(EXERCISE TEXT)
Nikolai Fedotovich Bazhin (Николай Федотович Бажин; 5 July 1843 – 16 October 1908) was a Russian Empire writer, journalist and critic.

Bazhin contributed initially to Russkoye Slovo, then Delo (where he also published numerous book reviews and was for a while the literary section editor), and later Zhensky Vestnik, Russkoye Bogatstvo, Nablyudatel, Severny Vestnik and Iskra. In each of these he published numerous lengthy novels, arguably the best-known of which, Istoria odnogo tovarishchestva (История одного товарищества, "The History of One People's Society"), stretched over seven issues of Delo in 1869.

Bazhin belonged to the school of harsh social realism usually associated in Russia with the likes of Dmitry Pisarev and Nikolai Chernyshevsky, whose Rakhmetov apparently served as a blueprint for Bazhin's character Stepan Rulyov, who features in several of his earlier novels and stories. The tone of Bazhin's later work radically changed from optimism to dejection and he turned to a completely different type of hero: a disillusioned raznochinets, hard done by harsh Russian reality.
(End EXERCISE TEXT)
Carry on the passage about the writer Nikolai Bazhin, starting after its final sentence.
(RAW DATA)
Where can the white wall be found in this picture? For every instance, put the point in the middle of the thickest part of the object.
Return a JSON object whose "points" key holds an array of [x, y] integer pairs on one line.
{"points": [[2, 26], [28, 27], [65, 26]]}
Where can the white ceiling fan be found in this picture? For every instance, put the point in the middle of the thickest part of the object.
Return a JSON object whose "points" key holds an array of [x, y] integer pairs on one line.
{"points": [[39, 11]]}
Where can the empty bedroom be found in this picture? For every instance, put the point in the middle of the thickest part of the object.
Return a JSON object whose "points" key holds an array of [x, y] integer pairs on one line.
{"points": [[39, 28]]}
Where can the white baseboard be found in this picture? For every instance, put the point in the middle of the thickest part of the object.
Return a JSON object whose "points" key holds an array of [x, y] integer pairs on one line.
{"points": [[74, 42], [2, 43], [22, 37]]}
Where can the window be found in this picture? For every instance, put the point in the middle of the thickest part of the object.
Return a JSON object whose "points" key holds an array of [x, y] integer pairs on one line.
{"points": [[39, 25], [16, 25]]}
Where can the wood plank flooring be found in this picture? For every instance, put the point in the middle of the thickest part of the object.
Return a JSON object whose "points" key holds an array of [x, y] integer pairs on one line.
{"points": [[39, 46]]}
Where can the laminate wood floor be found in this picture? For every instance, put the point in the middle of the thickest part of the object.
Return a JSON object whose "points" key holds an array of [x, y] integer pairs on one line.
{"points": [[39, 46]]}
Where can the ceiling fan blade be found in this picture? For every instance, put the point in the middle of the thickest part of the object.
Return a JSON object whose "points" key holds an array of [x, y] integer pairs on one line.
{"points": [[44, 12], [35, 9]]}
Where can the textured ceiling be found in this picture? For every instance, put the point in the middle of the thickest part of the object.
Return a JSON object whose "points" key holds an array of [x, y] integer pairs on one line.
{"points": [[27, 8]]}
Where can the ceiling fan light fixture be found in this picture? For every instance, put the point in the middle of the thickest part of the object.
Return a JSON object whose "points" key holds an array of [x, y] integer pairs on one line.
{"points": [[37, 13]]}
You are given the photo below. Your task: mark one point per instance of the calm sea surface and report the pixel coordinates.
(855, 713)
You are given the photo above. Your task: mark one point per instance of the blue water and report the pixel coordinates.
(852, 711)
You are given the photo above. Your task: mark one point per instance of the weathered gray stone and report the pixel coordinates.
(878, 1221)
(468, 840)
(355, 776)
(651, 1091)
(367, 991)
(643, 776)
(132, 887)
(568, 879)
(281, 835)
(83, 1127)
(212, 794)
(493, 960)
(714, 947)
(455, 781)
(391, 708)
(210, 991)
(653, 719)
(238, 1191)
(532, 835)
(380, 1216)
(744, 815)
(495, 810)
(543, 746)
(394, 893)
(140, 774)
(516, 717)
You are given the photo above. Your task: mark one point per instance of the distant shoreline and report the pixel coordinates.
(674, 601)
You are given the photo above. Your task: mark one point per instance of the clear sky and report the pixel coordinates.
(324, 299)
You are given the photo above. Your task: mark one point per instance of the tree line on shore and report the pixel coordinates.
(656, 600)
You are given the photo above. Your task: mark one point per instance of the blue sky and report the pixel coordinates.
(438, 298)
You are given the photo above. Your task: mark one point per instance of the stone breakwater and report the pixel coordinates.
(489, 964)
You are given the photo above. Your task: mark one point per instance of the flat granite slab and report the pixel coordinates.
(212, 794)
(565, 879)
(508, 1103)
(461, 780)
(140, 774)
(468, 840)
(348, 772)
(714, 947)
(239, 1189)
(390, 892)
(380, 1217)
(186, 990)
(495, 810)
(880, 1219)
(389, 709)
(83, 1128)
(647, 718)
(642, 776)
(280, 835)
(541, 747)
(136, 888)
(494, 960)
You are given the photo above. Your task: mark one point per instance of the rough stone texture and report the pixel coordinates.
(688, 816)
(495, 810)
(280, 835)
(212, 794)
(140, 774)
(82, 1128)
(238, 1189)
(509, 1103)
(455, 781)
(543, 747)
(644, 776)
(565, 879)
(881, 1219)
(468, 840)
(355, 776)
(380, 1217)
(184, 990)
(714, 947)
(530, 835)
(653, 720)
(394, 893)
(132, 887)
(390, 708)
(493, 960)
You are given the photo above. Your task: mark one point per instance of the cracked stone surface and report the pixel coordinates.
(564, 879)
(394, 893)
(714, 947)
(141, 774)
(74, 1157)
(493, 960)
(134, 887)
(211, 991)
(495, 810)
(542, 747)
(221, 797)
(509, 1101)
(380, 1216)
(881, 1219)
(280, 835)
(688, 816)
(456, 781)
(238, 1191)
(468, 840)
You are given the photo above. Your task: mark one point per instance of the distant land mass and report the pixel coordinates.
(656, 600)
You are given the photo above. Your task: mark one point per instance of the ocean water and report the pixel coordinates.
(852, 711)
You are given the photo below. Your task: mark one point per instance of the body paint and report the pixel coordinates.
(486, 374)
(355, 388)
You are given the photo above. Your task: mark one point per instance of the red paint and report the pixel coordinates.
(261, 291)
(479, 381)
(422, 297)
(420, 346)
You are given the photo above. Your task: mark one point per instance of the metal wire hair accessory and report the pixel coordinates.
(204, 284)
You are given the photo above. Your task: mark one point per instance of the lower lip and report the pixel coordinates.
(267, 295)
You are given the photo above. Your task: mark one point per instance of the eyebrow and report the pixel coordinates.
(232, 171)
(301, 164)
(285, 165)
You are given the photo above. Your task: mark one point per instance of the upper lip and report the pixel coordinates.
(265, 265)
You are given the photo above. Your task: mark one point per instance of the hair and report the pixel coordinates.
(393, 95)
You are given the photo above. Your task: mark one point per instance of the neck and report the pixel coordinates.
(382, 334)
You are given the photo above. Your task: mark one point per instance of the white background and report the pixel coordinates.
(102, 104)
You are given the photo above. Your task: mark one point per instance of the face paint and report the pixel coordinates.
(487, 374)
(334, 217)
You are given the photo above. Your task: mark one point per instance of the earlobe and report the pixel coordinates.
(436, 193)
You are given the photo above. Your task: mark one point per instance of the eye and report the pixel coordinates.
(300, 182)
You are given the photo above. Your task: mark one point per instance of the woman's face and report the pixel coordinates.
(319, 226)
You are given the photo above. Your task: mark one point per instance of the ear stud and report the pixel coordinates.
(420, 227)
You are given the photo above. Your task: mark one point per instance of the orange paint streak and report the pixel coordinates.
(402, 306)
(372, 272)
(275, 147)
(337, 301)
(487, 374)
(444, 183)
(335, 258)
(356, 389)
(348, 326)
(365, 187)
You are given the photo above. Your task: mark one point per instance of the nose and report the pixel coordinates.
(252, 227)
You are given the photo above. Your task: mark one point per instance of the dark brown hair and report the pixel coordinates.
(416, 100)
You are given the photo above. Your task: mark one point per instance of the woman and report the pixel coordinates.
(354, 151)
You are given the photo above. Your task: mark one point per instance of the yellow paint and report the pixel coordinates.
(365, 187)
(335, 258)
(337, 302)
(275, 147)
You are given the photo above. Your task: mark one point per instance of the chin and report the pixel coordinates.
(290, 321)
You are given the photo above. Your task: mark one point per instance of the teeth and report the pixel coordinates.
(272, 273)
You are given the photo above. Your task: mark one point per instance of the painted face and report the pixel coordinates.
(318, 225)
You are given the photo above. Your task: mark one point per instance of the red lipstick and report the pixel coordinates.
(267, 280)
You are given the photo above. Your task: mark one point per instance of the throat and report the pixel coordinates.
(End RAW DATA)
ANSWER BOX:
Unusually for such a prolific writer, Bazhin refused to talk or write about himself; therefore, very little is known about his personal life. "The facts of my biography are interesting to nobody and are most certainly unworthy," he replied famously in a letter to Semyon Vengerov, who was working at the time upon this author's entry for the Brockhaus and Efron Encyclopedic Dictionary. Bazhin was married to Serafima Bazhina, the children's writer and translator.